In the data below, find the line that contains "For every instance of the bare tree" and the line that contains "For every instance of the parking". Copy both, plus every line between them, exactly.

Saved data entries
——

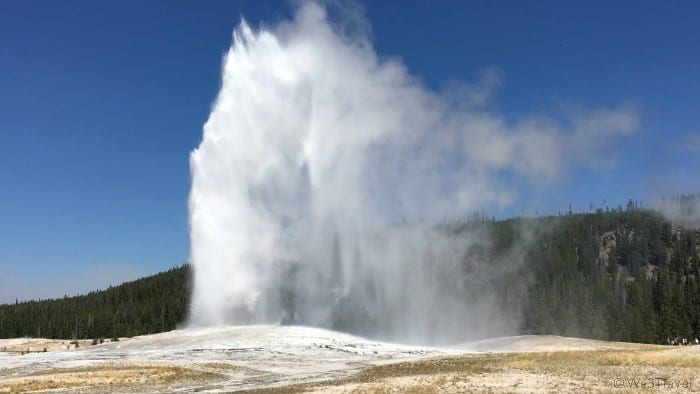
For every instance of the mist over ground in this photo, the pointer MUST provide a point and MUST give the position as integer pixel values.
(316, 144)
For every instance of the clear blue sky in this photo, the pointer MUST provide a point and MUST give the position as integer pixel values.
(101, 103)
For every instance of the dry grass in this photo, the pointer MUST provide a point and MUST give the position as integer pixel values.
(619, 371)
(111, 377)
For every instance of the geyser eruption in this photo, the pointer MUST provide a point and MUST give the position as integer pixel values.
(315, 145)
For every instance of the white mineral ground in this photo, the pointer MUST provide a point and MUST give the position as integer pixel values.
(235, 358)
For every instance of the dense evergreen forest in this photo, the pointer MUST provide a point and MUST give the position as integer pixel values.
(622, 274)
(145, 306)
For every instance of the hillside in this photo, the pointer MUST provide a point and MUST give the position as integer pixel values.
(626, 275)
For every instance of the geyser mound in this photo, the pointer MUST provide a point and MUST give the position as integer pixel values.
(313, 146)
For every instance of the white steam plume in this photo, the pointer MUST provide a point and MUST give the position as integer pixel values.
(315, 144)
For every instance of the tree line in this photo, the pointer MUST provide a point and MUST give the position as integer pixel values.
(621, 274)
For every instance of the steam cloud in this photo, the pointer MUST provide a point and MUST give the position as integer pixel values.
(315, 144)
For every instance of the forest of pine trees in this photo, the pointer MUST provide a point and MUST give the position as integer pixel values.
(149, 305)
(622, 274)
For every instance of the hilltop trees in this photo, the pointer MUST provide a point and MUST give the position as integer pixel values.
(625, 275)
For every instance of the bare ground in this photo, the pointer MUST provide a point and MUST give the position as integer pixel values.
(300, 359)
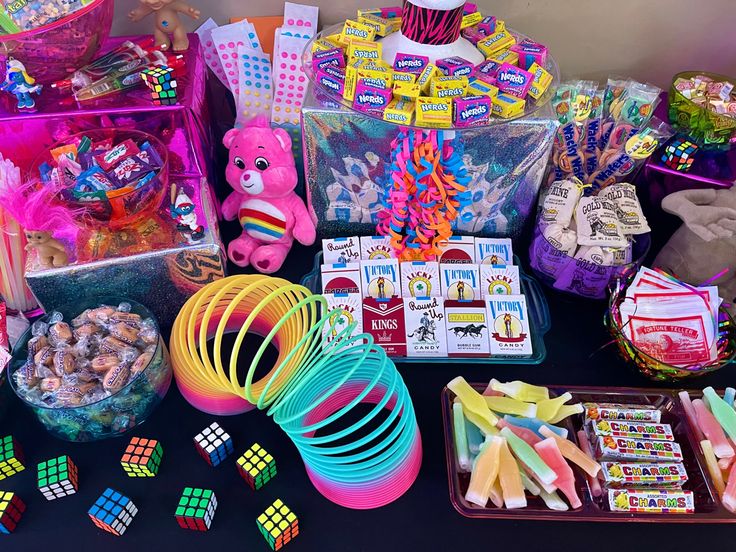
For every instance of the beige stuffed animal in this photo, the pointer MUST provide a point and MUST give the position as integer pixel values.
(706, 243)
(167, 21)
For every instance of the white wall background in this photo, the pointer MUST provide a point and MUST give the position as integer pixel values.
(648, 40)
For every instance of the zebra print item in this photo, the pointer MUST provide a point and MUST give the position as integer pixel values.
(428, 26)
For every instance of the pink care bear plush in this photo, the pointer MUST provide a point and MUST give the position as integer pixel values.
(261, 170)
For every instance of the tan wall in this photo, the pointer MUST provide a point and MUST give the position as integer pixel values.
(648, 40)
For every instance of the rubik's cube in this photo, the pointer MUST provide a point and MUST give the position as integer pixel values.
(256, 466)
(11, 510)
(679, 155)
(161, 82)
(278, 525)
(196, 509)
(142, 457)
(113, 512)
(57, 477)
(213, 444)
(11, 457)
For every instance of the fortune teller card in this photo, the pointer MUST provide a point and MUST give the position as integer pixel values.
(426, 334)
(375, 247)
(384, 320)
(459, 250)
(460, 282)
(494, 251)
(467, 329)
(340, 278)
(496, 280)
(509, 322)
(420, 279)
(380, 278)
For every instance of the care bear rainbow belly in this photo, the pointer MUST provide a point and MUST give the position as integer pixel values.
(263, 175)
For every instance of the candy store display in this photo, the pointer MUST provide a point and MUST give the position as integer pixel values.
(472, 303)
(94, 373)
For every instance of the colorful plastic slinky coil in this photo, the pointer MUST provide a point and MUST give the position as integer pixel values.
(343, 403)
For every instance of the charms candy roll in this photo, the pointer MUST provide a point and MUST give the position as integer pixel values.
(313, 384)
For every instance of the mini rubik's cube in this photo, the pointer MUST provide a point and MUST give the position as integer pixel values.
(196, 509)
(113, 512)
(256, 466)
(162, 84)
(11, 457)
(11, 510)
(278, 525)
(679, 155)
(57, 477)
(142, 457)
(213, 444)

——

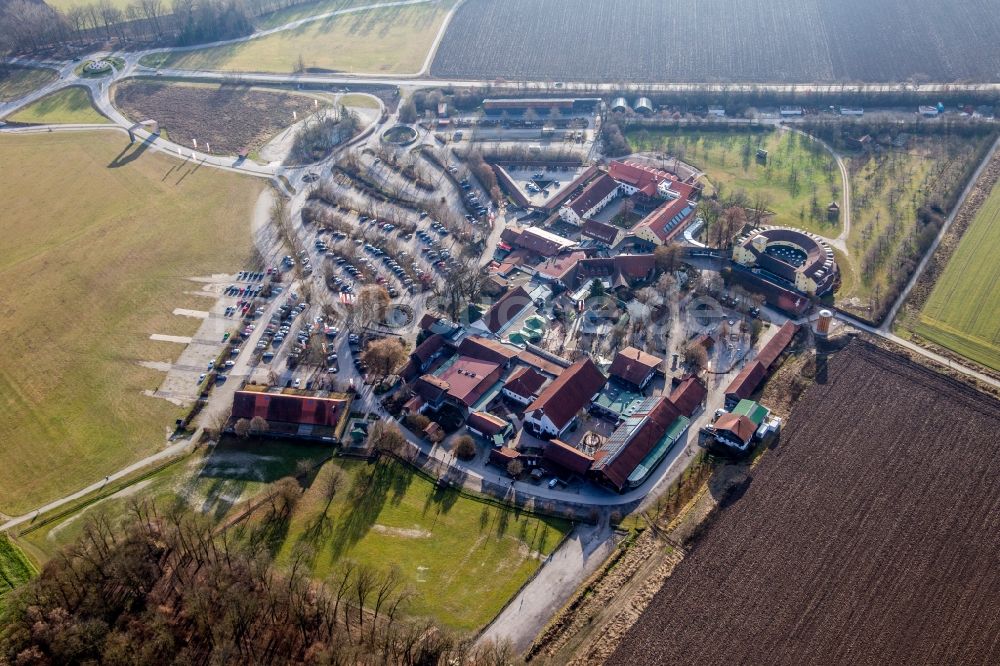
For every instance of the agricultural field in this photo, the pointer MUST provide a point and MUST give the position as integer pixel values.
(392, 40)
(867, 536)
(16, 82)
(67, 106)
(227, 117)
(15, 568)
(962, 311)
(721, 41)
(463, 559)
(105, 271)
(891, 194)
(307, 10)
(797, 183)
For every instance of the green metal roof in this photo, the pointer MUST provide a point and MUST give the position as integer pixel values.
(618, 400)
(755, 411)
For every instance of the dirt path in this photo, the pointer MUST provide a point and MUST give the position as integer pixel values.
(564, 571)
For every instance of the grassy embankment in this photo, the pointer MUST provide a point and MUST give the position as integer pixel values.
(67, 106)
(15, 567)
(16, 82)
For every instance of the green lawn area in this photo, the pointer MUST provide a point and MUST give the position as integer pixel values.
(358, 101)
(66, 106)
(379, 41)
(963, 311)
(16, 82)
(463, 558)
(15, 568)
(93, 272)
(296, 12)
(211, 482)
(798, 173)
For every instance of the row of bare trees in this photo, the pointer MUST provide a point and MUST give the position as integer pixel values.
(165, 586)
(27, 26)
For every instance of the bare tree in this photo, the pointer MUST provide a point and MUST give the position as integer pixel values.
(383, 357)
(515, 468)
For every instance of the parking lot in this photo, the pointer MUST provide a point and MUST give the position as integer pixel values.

——

▶ _PROBLEM SOLUTION_
For every instance of the bare tree in this photo, the pointer MUST provide a point and MUST give the position as integer pixel values.
(383, 357)
(515, 468)
For every instance of the parking lot in this photo, the pointer MUST provide a point and MUST give the position as integer pixel values.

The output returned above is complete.